**PROBLEM DESCRIPTION**
Every line in the records below that holds the word "white" is to be copied.

::: INFORMATION PROVIDED :::

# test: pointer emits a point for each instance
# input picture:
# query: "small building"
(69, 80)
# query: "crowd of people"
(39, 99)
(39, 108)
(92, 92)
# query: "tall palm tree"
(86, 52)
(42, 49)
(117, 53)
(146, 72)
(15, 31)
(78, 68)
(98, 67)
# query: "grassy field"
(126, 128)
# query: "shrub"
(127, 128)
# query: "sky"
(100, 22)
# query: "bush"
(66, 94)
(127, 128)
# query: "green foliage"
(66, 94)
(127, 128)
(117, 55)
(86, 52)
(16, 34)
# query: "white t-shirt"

:::
::: INFORMATION PROVIDED :::

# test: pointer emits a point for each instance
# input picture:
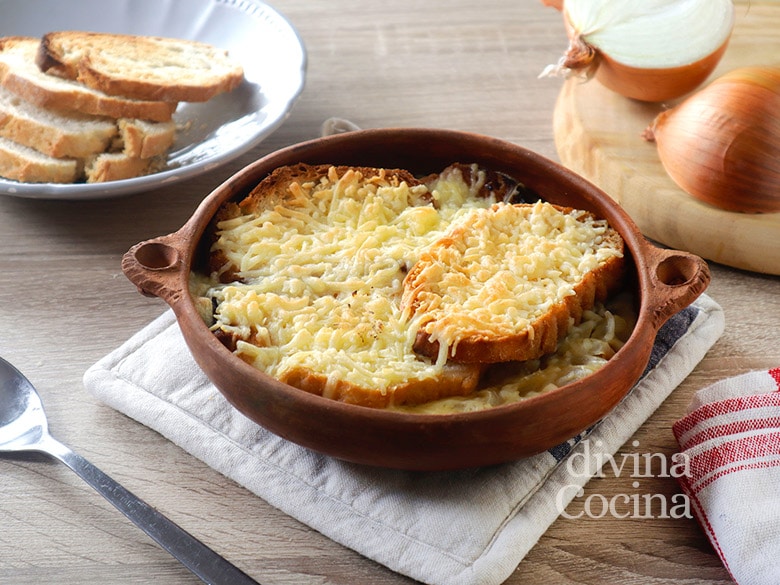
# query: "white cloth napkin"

:::

**EXERCISE OUTPUT**
# query: "white t-shirt"
# query: "white cloth napkin"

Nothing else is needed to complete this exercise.